— start of SELECTED EXCERPT —

The results of operations for the three and nine month periods ended December
31, 1997 are not necessarily indicative of the results to be expected for the
full year.
Certain reclassifications have been made to prior financial statements to
conform to current classifications.
Note 2. CURRENT ACCOUNTING DEVELOPMENTS
The Financial Accounting Standards Board has issued SFAS No. 128 "Earnings Per
Share". SFAS No. 128 establishes standards for computing and presenting earnings
per share (EPS) and applies to entities with publicly held common stock or
potential common stock. This Statement simplifies the standards for computing
earnings per share previously found in APB Opinion No. 15, Earnings Per Share,
and makes them comparable to international EPS standards. It replaces the
presentation of primary EPS with a presentation of basic EPS. It also requires
dual presentation of basic and diluted EPS on the face of the income statement
from all entities with complex capital structures and requires a reconciliation
of the numerator and denominator of the basic computation. The effective date of
this Statement is for financial statements issued for periods ending after
December 15, 1997. The adoption of this Statement is not expected to have a
material effect on earnings per share.
3. STOCK SPLIT
On October 21, 1997, the Corporation announced a three-for-two stock split in
the form of a stock dividend payable on November 14, 1997 to shareholders of
record as of the close of business on October 31, 1997. This stock split has
been reflected in the financial statements on a retroactive basis.
5
<PAGE>
FIRST CITIZENS CORPORATION AND SUBSIDIARIES
ITEM 2. MANAGEMENT'S DISCUSSION AND ANALYSIS OF FINANCIAL
CONDITION AND RESULTS OF OPERATIONS
The following is management's discussion and analysis of certain significant
factors which have affected the Company's financial position and operating
results during the periods included in the accompanying condensed consolidated
financial statements.
FINANCIAL CONDITION
Total assets increased $25.9 million to $352.2 million during the nine month
period ending December 31, 1997. This increase is primarily attributable to an
increase in loans receivable of $18.9 million, the result of growth in
commercial and real estate construction loans. To fund the growth in assets,
deposits increased $34.1 million during the nine months ended December 31, 1997.
This growth in deposits resulted in increases in interest bearing deposits and
federal funds sold of $7.3 million and $7.4 million, respectively, and enabled
the Company to reduce its Federal Home Loan Bank advances by $11.1 million.
LIQUIDITY
Liquidity management involves the matching of the cash flow requirements of
customer withdrawals of funds and the funding of loan originations, and the
ability of the Company's banks to meet those requirements. Management monitors
and maintains appropriate levels of liquidity so that maturities of assets and
deposit growth are such that adequate funds are provided to meet estimated
customer withdrawals and loan requests.
At December 31, 1997, the Banks had cash and due from banks of $11.2 million,
interest bearing deposits in other banks of $9.0 million, and Federal funds sold
of $15.2 million. Additionally, the Banks have $29.9 million in securities
available for sale which could be sold to meet any liquidity needs. The Banks
are also members of the Federal Home Loan Bank of Atlanta and are able to obtain
advances if needed. At December 31, 1997, the Banks had, in addition to amounts
already borrowed, a combined credit availability of $48.3 million.

— end of SELECTED EXCERPT —
— start of RECORDS —

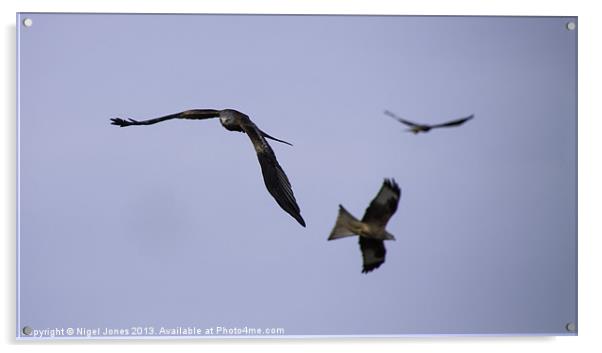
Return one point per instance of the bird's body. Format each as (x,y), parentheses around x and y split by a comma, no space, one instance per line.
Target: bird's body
(274,177)
(372,228)
(416,128)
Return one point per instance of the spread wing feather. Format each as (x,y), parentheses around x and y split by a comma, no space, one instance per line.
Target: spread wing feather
(454,122)
(196,114)
(403,121)
(274,177)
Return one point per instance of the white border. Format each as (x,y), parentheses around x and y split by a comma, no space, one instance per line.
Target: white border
(590,115)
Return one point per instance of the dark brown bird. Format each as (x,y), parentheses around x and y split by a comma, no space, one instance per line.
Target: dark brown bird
(371,229)
(416,128)
(274,177)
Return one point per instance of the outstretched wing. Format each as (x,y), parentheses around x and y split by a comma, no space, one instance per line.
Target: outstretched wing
(196,114)
(373,253)
(454,122)
(403,121)
(384,204)
(274,178)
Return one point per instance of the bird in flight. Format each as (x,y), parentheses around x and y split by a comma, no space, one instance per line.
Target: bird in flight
(416,128)
(371,229)
(274,177)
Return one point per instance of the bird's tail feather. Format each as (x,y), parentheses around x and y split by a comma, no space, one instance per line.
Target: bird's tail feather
(344,225)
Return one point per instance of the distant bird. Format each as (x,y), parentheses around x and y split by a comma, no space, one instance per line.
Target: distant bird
(274,177)
(416,128)
(371,229)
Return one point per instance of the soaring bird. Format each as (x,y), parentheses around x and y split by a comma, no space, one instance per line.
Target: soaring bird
(274,177)
(416,128)
(371,229)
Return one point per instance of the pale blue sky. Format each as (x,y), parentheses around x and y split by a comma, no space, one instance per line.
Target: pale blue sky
(171,224)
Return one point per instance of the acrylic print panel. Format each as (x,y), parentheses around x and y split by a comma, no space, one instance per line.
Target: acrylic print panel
(169,230)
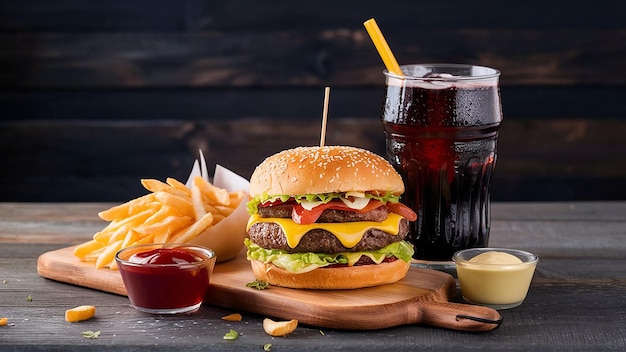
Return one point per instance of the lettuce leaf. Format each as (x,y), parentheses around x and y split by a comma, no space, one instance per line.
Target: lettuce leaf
(305,262)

— end of RECORDS —

» WHAT YOU NEED TO DO
a) Reproduce the financial filing excerpt between "FINANCIAL CONDITION" and "by $11.1 million.", inclusive, substituting "residential mortgage loans" for "real estate construction loans".
b) Continue the financial filing excerpt past its last sentence.
The records are separate material, unrelated to the financial filing excerpt.

» ANSWERS TO THE EXERCISES
a)
FINANCIAL CONDITION
Total assets increased $25.9 million to $352.2 million during the nine month
period ending December 31, 1997. This increase is primarily attributable to an
increase in loans receivable of $18.9 million, the result of growth in
commercial and residential mortgage loans. To fund the growth in assets,
deposits increased $34.1 million during the nine months ended December 31, 1997.
This growth in deposits resulted in increases in interest bearing deposits and
federal funds sold of $7.3 million and $7.4 million, respectively, and enabled
the Company to reduce its Federal Home Loan Bank advances by $11.1 million.

b)
REGULATORY CAPITAL REQUIREMENTS
Banking regulations require the Company to maintain minimum capital levels in
relation to assets. At December 31, 1997, the Company's capital ratios were
considered adequate based on regulatory minimum capital requirements. The
minimum capital requirements and the actual capital ratios for the Company at
December 31, 1997 are as follows:
Regulatory
Actual Requirement
Leverage 11.32% 4.00%
Core 8.20% 4.00%
Risk Based 12.56% 8.00%
Management is not aware of any other current recommendations by the regulatory
authorities, events or trends, which, if they were to be implemented, would have
a material effect on the Company's liquidity, capital resources, or operations.
RESULTS OF OPERATIONS
NINE MONTHS ENDED DECEMBER 31, 1997 AND 1996
NET INTEREST INCOME. Net interest income increased $4,649,000 or 71.65% for the
nine months ended December 31, 1997 compared to the same period in 1996. This
increase consists of an increase in interest income of $8,341,000 and an
6
<PAGE>
increase in interest expense of $3,692,000. Of the $4.6 million increase in net
interest income, approximately $3.6 million is due to the acquisition of
Southside Financial Group, Inc. (Southside) and Tara Bankshares Corporation
(Tara) during the fiscal year ended March 31, 1997. The results of operations
for the nine month period ended December 31, 1996 contains the operations of
Southside only for the period from August 21, 1996 through December 31, 1996,
while the results of operations for Tara are not included in the nine month
period ended December 31, 1996.
Net interest margin increased from 4.63% at December 31, 1996 to 4.76% at
December 31, 1997.
PROVISION FOR LOAN LOSSES. The provision for loan losses is based on
management's evaluation of the economic environment, the history of charged off
loans and recoveries, size and composition of the loan portfolio, nonperforming
and past due loan loss on a quarterly basis and makes provisions as necessary.
Based upon this review process, a provision of $190,000 was made during the nine
month period ending December 31, 1997 compared to $125,000 for the same period
in 1996. The allowance for loan loss as a percentage of total loans was 1.48% at
December 31, 1997 compared to 1.54% at March 31, 1997. Nonperforming loans as a
percentage of total loans was 1.32% at December 31, 1997 compared to 1.15% at
March 31, 1997. Management believes the allowance for loan loss at December 31,
1997 is adequate to meet any future losses in the loan portfolio.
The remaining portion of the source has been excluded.